Travail demandé ::
1. Recopiez fidèlement le passage du compte rendu de l'étape 13 du Dakar 2023 qui s'ouvre sur les mots contenant "Pour présenter ses" et se termine par "Rien que ça !".
2. D'après le compte rendu de l'étape 13 du Dakar 2023, depuis quelle année Ari Vatanen détenait-il le record battu par Sébastien Loeb ?
3. Prolongez le compte rendu de l'étape 13 du Dakar 2023 à partir de sa dernière phrase.

Texte extrait ::
※ ※ ※

RALLYE : DAKAR 2023 – Étape 13, historique !
Pour présenter ses hommages à l’Empty Quarter et le quitter dignement, la spéciale du jour a été dessinée au sud de Shaybah, pour aller chercher un beau tas de sable où les dunes s’enchaînent à nouveau à perte de vue.
Sur ce dernier test de franchissement, mixé avec un retour sur des pistes en gravier en fin de parcours, Kevin Benavides a fait parler son sens de l’adaptation et du timing pour revenir dans le sprint final le plus serré de l’histoire du Dakar. Ce ne sera pas le cas de Sébastien Loeb, qui a pourtant fait la preuve d’un talent totalement abouti dans toute la séquence du « Quart Vide » en faisant le plein de spéciales et battre un record détenu par Ari Vatanen depuis 1989. Rien que ça !

※ ※ ※

Matériel fourni ::
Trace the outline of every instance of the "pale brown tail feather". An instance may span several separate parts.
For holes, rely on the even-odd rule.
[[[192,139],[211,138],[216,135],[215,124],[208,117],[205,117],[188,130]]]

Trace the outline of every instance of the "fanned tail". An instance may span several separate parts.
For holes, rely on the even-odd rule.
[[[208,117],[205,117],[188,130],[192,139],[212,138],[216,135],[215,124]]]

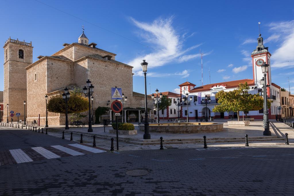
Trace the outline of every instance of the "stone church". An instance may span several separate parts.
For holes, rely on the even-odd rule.
[[[116,54],[97,48],[95,43],[89,43],[83,31],[78,42],[63,45],[63,48],[52,55],[39,56],[39,60],[33,63],[31,42],[10,38],[5,42],[3,47],[4,104],[5,107],[9,104],[9,111],[20,113],[20,119],[23,120],[25,110],[26,120],[29,121],[37,120],[39,115],[40,124],[45,124],[45,95],[50,99],[51,96],[63,93],[65,87],[70,92],[75,87],[82,89],[89,79],[95,87],[94,113],[98,106],[107,106],[107,104],[108,100],[111,103],[111,88],[117,87],[122,88],[125,96],[128,97],[124,104],[127,109],[124,110],[125,118],[132,116],[140,120],[140,111],[141,113],[144,112],[144,97],[143,94],[133,91],[133,67],[116,60]],[[116,79],[111,75],[116,76]],[[144,89],[144,87],[142,87]],[[151,97],[148,97],[148,107],[152,108]],[[7,114],[4,113],[5,120]],[[88,113],[86,112],[85,114]],[[114,114],[111,110],[103,118],[113,119]],[[151,114],[148,114],[150,118]],[[9,119],[10,121],[10,116]],[[49,125],[64,125],[65,119],[64,114],[48,113]],[[87,122],[88,119],[86,117],[83,121]]]

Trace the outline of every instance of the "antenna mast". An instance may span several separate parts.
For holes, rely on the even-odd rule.
[[[201,80],[202,82],[202,85],[203,86],[203,64],[202,64],[202,56],[204,54],[203,51],[202,51],[202,53],[201,53],[201,49],[200,50],[199,52],[200,54],[201,55]]]

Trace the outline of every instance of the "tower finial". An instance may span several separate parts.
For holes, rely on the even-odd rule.
[[[259,28],[259,36],[261,36],[261,34],[260,33],[260,22],[258,22],[258,26]]]

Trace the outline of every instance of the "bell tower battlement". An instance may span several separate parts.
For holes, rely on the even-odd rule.
[[[26,70],[25,67],[33,62],[33,48],[29,43],[11,39],[5,42],[4,48],[4,104],[9,110],[21,113],[24,120],[24,101],[26,101]],[[3,119],[6,116],[4,114]],[[10,121],[11,119],[9,117]],[[14,118],[15,119],[15,118]]]

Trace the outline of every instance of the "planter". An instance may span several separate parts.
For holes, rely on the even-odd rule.
[[[249,126],[249,121],[228,121],[228,125],[231,126]]]
[[[118,130],[118,135],[137,135],[137,130]],[[116,129],[110,129],[110,134],[116,134]]]
[[[249,121],[254,121],[254,118],[244,118],[244,120]]]

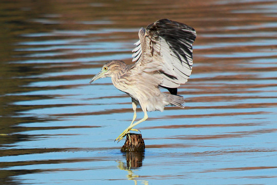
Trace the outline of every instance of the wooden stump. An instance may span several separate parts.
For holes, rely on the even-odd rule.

※ ※ ※

Résultats finaux ::
1.
Pour présenter ses hommages à l’Empty Quarter et le quitter dignement, la spéciale du jour a été dessinée au sud de Shaybah, pour aller chercher un beau tas de sable où les dunes s’enchaînent à nouveau à perte de vue.
Sur ce dernier test de franchissement, mixé avec un retour sur des pistes en gravier en fin de parcours, Kevin Benavides a fait parler son sens de l’adaptation et du timing pour revenir dans le sprint final le plus serré de l’histoire du Dakar. Ce ne sera pas le cas de Sébastien Loeb, qui a pourtant fait la preuve d’un talent totalement abouti dans toute la séquence du « Quart Vide » en faisant le plein de spéciales et battre un record détenu par Ari Vatanen depuis 1989. Rien que ça !

2. Depuis 1989.

3.
L’essentiel
Il aurait fallu qu’Alfred Hitchcock, Martin Scorsese, Agatha Christie et Quentin Tarantino se réunissent pour accoucher du scénario à suspense qui a été écrit sur l’étape de Shaybah à la veille de l’arrivée finale du Dakar. Kevin Benavides et Toby Price en ont été les auteurs, sans calcul ni stratégie, uniquement à la force des bras, des déhanchements indispensables pour surfer sur les dunes… et « poignée dans le coin » dès que possible. Sur le chemin de la 7e victoire d’étape de sa carrière (voir la perf du jour), le pilote de Salta a stoppé son effort en arrivant sur l’accident de son coéquipier Matthias Walkner, mais s’est pourtant relancé à l’assaut de son autre collègue chez KTM, Toby Price, qu’il place dans une position ultra-inconfortable à 136 kilomètres de la ligne d’arrivée finale.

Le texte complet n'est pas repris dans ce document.